What the exercise asks ->
Please report, in full, each line of the records below that contains the word "hazy".

Information given ->
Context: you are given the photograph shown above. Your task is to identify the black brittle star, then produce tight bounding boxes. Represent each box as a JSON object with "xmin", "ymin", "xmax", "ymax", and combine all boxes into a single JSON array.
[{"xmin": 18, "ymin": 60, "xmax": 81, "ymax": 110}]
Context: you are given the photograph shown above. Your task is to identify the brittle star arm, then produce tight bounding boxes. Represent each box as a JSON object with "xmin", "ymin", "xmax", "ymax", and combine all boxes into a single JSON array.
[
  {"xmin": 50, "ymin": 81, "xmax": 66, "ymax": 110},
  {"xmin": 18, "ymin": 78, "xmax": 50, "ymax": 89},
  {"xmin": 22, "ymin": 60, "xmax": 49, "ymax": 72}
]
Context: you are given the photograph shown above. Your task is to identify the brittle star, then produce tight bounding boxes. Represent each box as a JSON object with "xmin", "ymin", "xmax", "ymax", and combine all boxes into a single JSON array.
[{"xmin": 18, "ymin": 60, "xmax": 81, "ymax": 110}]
==
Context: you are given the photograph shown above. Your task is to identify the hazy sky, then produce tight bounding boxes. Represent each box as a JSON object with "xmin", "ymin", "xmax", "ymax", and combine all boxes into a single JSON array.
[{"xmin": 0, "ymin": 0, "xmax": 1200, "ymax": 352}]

Result of the task ->
Context: you are given the photograph shown above. Your task is to identify the hazy sky, then produce tight bounding boxes. Represent each box as a JSON object with "xmin", "ymin", "xmax", "ymax", and combine all boxes into a single JSON array.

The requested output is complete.